> _RECORDS SHOWN_

<<<<

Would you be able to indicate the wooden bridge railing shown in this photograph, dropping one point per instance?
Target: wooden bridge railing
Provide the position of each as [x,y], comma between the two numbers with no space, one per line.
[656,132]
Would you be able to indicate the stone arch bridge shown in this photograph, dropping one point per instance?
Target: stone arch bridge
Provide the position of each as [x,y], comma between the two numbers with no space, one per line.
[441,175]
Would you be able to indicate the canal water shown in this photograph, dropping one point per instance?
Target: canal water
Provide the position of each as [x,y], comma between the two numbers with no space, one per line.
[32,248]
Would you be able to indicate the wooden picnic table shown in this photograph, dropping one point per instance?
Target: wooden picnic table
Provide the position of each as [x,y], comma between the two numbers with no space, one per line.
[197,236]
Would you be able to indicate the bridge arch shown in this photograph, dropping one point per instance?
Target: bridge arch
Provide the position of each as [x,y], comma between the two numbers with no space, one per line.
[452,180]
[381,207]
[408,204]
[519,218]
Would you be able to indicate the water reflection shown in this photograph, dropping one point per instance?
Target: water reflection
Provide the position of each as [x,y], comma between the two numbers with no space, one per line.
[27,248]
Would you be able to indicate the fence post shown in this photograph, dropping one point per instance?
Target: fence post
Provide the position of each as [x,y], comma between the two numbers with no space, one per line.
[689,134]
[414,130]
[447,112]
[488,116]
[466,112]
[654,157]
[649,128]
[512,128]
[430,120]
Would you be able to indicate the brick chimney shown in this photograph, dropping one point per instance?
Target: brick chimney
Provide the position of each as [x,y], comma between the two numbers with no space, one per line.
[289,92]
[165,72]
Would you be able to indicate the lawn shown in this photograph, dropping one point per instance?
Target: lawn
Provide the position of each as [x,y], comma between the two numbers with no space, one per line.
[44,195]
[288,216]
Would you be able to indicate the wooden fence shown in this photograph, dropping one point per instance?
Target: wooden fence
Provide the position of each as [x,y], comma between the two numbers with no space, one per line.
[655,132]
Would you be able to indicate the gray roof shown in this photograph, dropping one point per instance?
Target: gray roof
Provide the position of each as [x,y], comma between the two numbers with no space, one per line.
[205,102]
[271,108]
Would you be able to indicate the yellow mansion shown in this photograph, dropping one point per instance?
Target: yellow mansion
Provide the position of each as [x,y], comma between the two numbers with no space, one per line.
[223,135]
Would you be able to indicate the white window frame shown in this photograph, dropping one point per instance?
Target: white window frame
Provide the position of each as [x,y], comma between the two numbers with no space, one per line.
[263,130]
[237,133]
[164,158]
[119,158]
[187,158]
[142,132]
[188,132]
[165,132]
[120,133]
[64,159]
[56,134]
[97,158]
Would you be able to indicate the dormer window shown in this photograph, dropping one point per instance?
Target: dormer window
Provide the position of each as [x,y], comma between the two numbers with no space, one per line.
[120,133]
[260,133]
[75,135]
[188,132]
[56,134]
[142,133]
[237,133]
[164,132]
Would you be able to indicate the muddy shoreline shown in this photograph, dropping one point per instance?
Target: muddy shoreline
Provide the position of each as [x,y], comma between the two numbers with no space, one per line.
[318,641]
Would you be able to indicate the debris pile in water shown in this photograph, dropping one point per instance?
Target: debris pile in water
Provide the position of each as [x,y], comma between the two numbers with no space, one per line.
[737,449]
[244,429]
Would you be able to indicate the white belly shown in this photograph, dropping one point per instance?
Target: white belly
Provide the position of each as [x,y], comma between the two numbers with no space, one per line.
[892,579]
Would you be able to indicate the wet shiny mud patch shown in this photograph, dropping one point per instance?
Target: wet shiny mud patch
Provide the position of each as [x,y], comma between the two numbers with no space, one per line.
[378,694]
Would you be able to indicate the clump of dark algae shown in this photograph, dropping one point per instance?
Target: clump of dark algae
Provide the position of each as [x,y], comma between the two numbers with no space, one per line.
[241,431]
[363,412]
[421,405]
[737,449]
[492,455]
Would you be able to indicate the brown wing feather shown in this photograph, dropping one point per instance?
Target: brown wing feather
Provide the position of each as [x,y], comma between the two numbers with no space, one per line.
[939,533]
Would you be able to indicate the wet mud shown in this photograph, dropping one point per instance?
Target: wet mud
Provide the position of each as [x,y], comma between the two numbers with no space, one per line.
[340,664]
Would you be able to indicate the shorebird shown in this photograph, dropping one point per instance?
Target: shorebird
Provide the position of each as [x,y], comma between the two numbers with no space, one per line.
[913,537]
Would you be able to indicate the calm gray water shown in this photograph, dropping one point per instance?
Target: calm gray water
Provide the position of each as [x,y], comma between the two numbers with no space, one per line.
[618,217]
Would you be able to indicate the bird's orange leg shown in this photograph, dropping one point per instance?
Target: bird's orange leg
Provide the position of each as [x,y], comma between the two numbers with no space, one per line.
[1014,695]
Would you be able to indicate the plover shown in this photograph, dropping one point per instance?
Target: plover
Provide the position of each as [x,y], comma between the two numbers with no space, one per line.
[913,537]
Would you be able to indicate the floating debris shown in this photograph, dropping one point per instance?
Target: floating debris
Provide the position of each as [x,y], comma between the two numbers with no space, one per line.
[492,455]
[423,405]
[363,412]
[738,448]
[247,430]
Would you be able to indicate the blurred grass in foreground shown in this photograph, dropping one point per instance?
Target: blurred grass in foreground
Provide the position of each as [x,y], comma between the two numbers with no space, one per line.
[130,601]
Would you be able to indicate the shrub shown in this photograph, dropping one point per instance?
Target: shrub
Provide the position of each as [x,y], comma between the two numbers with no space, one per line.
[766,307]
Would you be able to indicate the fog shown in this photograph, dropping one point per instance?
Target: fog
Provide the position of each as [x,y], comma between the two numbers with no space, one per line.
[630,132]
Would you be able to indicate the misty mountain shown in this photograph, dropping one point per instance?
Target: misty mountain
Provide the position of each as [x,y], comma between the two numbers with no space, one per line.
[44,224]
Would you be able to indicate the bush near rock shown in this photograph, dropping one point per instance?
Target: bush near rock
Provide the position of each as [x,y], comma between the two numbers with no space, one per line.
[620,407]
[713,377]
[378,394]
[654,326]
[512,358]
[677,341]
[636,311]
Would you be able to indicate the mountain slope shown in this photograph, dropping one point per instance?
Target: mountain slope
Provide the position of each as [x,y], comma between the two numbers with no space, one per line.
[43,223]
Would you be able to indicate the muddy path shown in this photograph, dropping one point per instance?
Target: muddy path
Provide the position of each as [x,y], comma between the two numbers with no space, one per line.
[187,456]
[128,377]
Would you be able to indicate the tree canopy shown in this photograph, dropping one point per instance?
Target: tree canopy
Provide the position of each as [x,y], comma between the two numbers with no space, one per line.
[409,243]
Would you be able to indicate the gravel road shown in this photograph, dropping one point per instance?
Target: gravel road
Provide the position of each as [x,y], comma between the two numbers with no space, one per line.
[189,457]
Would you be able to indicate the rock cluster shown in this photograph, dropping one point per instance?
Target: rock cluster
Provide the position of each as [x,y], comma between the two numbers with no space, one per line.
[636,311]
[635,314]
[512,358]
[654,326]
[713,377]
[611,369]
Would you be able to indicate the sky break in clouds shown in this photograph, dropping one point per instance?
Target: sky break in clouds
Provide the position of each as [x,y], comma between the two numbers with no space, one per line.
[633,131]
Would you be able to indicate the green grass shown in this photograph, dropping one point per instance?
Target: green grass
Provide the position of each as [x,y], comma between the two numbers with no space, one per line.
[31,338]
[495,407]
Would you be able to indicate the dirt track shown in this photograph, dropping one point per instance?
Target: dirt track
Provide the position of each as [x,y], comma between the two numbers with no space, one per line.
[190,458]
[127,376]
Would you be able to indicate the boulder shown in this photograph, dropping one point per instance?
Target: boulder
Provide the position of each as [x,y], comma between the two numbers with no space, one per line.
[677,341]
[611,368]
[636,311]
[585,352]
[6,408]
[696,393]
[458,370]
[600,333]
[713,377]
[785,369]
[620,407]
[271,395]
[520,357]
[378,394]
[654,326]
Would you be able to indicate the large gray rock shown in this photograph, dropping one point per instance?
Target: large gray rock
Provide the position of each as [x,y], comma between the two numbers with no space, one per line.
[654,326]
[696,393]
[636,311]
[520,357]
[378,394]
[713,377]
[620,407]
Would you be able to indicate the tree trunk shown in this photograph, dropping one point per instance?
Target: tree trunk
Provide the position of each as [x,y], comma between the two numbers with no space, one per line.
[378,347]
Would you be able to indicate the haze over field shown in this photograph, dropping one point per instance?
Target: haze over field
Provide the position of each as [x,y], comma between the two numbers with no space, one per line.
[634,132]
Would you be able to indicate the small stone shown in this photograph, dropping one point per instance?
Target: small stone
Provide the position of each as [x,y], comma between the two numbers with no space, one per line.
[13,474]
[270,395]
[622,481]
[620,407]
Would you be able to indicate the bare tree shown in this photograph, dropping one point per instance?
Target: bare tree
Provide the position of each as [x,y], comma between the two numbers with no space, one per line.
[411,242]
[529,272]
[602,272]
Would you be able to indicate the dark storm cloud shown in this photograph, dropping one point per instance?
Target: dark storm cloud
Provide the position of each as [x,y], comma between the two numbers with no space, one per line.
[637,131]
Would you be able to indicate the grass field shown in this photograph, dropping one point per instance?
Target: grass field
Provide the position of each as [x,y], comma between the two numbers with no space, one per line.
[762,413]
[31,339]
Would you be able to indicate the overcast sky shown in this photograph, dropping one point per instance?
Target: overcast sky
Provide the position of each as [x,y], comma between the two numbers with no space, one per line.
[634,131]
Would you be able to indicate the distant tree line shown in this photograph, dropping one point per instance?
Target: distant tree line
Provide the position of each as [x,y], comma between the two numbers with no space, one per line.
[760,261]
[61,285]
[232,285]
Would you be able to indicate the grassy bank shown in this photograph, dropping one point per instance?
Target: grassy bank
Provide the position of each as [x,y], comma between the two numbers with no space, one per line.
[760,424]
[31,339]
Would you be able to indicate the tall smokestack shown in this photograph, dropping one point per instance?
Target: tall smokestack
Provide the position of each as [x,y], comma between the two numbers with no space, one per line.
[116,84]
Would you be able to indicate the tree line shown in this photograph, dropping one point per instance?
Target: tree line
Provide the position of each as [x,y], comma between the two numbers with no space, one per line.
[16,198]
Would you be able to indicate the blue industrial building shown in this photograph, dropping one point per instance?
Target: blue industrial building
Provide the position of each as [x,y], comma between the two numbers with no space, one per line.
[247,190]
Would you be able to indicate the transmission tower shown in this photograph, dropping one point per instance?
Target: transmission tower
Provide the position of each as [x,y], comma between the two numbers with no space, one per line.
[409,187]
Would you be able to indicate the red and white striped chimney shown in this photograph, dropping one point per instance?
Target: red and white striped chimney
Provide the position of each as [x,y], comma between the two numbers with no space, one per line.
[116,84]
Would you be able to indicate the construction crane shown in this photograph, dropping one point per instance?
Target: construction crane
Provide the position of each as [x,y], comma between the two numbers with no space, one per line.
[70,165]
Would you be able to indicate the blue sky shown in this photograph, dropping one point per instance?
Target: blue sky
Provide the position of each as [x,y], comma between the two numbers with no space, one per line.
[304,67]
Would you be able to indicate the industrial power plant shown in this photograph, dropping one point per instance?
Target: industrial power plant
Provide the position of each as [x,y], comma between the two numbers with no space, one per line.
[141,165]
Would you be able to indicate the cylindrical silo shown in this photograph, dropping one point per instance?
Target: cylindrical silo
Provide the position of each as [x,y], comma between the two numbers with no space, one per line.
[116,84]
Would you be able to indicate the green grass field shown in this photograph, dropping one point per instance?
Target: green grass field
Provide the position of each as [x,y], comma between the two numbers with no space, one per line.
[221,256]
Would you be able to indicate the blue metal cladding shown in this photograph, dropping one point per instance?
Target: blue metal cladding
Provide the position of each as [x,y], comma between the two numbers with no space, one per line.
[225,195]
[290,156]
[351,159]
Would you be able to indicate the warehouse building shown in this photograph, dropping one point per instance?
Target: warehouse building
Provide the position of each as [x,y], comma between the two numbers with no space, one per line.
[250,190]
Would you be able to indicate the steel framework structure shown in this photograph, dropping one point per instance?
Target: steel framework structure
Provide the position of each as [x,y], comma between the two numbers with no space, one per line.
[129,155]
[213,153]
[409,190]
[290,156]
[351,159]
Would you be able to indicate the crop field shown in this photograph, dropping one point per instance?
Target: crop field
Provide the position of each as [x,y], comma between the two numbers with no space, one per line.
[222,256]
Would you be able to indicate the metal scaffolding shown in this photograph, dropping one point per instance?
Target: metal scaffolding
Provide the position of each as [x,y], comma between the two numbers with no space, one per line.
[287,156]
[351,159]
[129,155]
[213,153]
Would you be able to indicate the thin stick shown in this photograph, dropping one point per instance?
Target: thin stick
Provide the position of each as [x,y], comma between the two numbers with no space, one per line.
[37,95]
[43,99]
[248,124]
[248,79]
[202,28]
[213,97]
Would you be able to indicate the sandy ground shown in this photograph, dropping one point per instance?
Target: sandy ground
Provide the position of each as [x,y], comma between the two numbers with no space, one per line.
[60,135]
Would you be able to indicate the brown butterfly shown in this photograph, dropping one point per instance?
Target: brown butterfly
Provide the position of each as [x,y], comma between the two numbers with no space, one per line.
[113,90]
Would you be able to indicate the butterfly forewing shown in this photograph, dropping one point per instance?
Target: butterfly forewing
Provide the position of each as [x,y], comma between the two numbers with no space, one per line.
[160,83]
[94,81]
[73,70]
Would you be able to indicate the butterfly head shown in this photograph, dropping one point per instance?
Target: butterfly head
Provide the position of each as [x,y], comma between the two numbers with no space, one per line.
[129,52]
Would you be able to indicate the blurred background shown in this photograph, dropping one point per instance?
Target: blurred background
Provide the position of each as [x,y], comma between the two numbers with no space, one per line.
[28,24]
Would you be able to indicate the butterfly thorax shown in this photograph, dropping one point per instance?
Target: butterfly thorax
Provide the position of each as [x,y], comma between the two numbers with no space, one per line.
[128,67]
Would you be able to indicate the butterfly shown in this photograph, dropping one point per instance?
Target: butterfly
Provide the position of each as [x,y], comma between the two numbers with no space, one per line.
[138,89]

>>>>

> _TASK REQUIREMENTS_
Show all lines from the records above where the word "sandy" occurs.

> _SOLUTION_
Would you be able to indicate the sandy ground shown in this photograph, dropping one point per instance?
Target: sandy ground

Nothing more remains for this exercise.